Natural language region descriptions
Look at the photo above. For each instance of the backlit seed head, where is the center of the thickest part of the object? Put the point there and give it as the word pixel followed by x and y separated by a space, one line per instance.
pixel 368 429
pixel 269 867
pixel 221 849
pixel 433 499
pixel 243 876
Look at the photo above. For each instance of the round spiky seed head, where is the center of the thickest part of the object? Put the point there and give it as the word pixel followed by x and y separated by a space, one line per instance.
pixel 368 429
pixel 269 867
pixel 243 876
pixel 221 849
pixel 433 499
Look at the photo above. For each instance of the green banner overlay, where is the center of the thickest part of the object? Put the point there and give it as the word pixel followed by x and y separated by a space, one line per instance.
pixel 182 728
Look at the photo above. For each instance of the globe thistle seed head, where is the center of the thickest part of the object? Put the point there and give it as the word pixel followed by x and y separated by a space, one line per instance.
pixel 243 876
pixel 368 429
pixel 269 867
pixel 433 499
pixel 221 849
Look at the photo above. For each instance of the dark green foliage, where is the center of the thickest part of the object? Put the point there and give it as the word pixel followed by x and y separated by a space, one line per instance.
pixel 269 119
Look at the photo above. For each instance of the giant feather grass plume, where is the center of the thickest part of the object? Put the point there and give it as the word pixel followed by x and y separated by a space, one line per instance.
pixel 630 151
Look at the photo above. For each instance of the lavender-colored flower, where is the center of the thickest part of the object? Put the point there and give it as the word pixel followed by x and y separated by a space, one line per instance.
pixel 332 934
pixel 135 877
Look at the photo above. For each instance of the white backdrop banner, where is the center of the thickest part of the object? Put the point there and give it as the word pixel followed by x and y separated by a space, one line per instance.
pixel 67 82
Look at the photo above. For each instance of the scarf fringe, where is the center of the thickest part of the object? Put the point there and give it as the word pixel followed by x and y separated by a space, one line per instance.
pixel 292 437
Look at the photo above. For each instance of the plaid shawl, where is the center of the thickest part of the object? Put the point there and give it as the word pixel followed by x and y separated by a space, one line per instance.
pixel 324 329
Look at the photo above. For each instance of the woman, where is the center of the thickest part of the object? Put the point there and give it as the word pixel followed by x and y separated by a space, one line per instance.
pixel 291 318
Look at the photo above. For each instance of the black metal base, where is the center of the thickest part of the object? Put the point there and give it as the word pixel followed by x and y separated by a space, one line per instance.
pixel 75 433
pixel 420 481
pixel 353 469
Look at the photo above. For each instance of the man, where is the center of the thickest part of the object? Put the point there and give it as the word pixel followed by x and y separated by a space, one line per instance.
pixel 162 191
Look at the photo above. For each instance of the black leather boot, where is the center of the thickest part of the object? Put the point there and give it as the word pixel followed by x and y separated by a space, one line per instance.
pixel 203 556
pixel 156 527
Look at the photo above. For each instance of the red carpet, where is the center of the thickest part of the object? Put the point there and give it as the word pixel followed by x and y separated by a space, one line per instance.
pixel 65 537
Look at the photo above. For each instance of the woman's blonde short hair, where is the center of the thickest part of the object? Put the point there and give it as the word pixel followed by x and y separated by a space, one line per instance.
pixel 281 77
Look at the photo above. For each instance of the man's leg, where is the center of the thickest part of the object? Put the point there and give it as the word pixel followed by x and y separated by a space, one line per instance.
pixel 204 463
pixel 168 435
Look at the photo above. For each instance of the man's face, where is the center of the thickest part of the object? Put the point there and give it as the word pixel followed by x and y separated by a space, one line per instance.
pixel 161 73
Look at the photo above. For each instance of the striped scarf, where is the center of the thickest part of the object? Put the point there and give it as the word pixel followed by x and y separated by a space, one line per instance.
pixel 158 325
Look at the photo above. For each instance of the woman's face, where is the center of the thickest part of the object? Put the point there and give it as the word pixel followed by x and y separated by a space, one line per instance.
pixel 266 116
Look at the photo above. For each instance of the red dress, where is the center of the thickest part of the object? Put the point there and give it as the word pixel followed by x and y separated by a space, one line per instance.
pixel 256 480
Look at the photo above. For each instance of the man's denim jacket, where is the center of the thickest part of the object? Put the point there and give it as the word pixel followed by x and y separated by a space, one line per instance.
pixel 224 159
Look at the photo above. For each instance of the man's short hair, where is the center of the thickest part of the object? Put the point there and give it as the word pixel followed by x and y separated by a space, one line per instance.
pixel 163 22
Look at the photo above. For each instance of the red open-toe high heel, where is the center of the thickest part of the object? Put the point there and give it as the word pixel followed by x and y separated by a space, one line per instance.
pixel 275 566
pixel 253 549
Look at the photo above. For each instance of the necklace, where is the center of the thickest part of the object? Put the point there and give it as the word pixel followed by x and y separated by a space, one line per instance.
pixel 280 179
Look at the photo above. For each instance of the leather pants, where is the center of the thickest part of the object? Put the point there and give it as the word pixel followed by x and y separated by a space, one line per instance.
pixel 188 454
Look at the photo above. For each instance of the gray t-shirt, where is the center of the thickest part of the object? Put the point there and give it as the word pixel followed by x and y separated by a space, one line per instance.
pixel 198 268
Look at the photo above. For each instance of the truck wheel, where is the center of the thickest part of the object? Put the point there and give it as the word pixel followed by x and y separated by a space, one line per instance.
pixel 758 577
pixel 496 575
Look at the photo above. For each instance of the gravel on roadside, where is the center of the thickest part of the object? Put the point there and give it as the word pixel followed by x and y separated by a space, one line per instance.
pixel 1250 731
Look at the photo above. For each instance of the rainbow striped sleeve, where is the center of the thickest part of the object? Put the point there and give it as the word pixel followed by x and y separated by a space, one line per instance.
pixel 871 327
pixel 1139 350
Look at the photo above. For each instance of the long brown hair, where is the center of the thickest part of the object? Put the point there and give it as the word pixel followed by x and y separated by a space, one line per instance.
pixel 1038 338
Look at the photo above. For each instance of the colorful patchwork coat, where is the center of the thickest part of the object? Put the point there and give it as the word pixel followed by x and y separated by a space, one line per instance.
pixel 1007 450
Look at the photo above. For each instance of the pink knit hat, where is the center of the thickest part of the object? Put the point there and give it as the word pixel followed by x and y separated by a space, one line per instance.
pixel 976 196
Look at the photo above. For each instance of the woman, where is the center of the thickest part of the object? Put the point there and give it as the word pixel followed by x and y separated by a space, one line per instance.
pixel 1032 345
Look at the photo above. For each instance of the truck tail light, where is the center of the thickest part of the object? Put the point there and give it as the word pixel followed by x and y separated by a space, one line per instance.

[Your goal] Transcribe each entry precisely, missing none.

[Solution for this problem]
Look at the photo above. For each instance of the backlit seed head, where is the center of the thickest part of the object? Put the point there and give it as the word pixel followed by x and y separated by a space, one line per instance.
pixel 368 429
pixel 269 867
pixel 221 849
pixel 433 499
pixel 243 876
Look at the photo above. For each instance of the round spiky seed head, where is the center of the thickest part of the object? Put the point there and give it as the word pixel followed by x and y separated by a space, one line per instance.
pixel 368 429
pixel 269 867
pixel 243 876
pixel 221 849
pixel 433 499
Look at the photo above. For each instance of the green banner overlay, where is the center of the thickest part of the object? Put the point there and give it as the word pixel followed by x and y separated by a space, one line per instance.
pixel 182 728
Look at the photo above. For each instance of the globe thistle seed head, where is the center of the thickest part of the object? Put the point there and give it as the word pixel followed by x and y separated by a space, one line per instance.
pixel 243 876
pixel 368 429
pixel 269 867
pixel 433 499
pixel 221 849
Look at the photo above. For each instance of the dark green foliage, where is the center of the thickest part of the object? Put the point there and give it as the word pixel followed by x and y separated by a space, one line per instance.
pixel 269 119
Look at the photo above. For each instance of the giant feather grass plume, where is the center of the thickest part of the object? Put the point there and give it as the word pixel followed by x and y separated by a space, one line per instance.
pixel 630 151
Look at the photo above. For each instance of the lavender-colored flower, where is the center of the thickest part of the object? Put the point there and give it as the word pixel followed by x and y separated by a space, one line per instance.
pixel 332 934
pixel 135 877
Look at the photo above. For each instance of the white backdrop banner, where is the center of the thickest part of the object? Put the point there and give it as the word pixel followed by x and y separated by a space, one line per instance.
pixel 67 82
Look at the photo above. For each instance of the scarf fringe, where is the center of the thickest part of the object? Put the point there and give it as the word pixel followed by x and y separated by a space, one line per instance.
pixel 292 437
Look at the photo above. For each instance of the plaid shawl, where is the center of the thickest part of the object? Put the point there and give it as the word pixel followed by x and y separated by a space, one line per instance.
pixel 324 329
Look at the photo above. For each instance of the woman, where is the center of the thickest part of the object? Put the point there and give it as the word pixel followed by x and y separated by a space, one line per instance.
pixel 291 318
Look at the photo above. For each instance of the black metal base, where is the center of the thickest part of the object? Put the point there and give it as the word pixel followed by x and y separated by a space, one line per instance.
pixel 75 433
pixel 420 481
pixel 353 469
Look at the photo above. For each instance of the man, where is the center of the thickest part of the object? Put the point there and give it as the word pixel followed by x and y separated by a space, one line per instance.
pixel 162 191
Look at the photo above. For each instance of the black leather boot, where is the center of the thickest part of the object? Put the point there and give it as the word pixel followed by x and y separated by a space, one line per instance.
pixel 203 556
pixel 156 527
Look at the photo above. For each instance of the red carpet, where is the center of the thickest part of the object? Put the point there and give it as the word pixel followed by x and y separated by a space, one line per instance.
pixel 65 537
Look at the photo above. For each instance of the woman's blonde short hair, where is the center of the thickest part of the object? Put the point there and give it as the word pixel followed by x and y separated by a space, one line per instance.
pixel 281 77
Look at the photo above. For each instance of the man's leg, where is the center of the thickest part of the object? Put the point there and give it as the word pixel followed by x and y separated by a space, one line per instance.
pixel 204 463
pixel 168 435
Look at the photo above. For each instance of the man's face, where is the center of the thickest part of the object? Put the point there and give it as the word pixel followed by x and y separated by a space, one line per instance.
pixel 161 73
Look at the photo above. For each instance of the striped scarf, where is the center of the thickest part of the object? Put the point there and give it as the word pixel followed by x and y separated by a space, one line per instance.
pixel 158 325
Look at the photo above. For each instance of the woman's face, where is the center of the thickest part of the object? Put the point there and give it as the word pixel followed by x and y separated by a space, one line per instance.
pixel 266 116
Look at the photo above. For each instance of the red dress, where is the center of the thickest part of the object? Put the point there and give it as the word pixel followed by x and y separated by a space, one line per instance.
pixel 256 480
Look at the photo above. For each instance of the man's denim jacket, where is the center of the thickest part of the object? Put the point there and give it as the word pixel followed by x and y separated by a space, one line per instance.
pixel 224 159
Look at the photo above. For each instance of the man's short hair, where is the center of the thickest part of the object? Put the point there and give it as the word pixel followed by x and y separated by a space, one line per instance.
pixel 163 22
Look at the photo above. For each instance of the red open-toe high heel, where is the center of the thickest part of the object? Put the point there and give it as the word pixel followed by x and y separated by a space, one line per instance.
pixel 275 566
pixel 253 549
Look at the photo above. For each instance of the necklace, where is the center of the thickest part of the object? Put the point there and give it as the word pixel followed by x and y separated by a space, one line per instance.
pixel 280 179
Look at the photo above. For each instance of the leather pants, where is the center of the thickest part of the object? Put the point there and give it as the word pixel followed by x and y separated by a space, one line per instance.
pixel 188 454
Look at the photo above. For each instance of the gray t-shirt, where is the center of the thickest part of the object? Put the point there and give it as the word pixel followed by x and y separated by a space, one line per instance.
pixel 198 268
Look at the photo above. For each instance of the truck wheel, where is the center of the thickest part of the object? Put the point there and give it as the word pixel followed by x and y separated by a space, one line per instance.
pixel 758 577
pixel 496 575
Look at the photo above. For each instance of the gravel on roadside, where is the center of the thickest part of the object? Put the point there and give it as the word pixel followed by x and y separated by a space, one line per instance.
pixel 1250 731
Look at the photo above. For each instance of the rainbow striped sleeve, where is the center of the thickest part of the object? Put the point there and give it as the word pixel followed by x and y separated by a space, one line per instance.
pixel 871 327
pixel 1139 350
Look at the photo above. For each instance of the long brown hair, where is the center of the thickest part of the object? Put the point there and give it as the word pixel followed by x and y separated by a space, one line per instance.
pixel 1038 338
Look at the photo above. For each instance of the colorful patchwork coat, where is the center of the thickest part of the object? Put the point there and give it as the word pixel followed by x and y separated by a space, one line per instance.
pixel 1007 450
Look at the photo above. For each instance of the pink knit hat, where is the center of the thickest part of the object? Put the point there and give it as the word pixel followed by x and y separated by a space, one line per instance.
pixel 976 196
Look at the photo above. For each instance of the woman, where is the center of the thickest part of the object? Put the point there and give it as the word pixel followed by x and y separated by a space, one line per instance.
pixel 1032 345
Look at the photo above. For each instance of the truck tail light, where is the center of the thickest part of the object? Put the point there and give it as the word pixel followed by x and y separated by a space, one line per instance.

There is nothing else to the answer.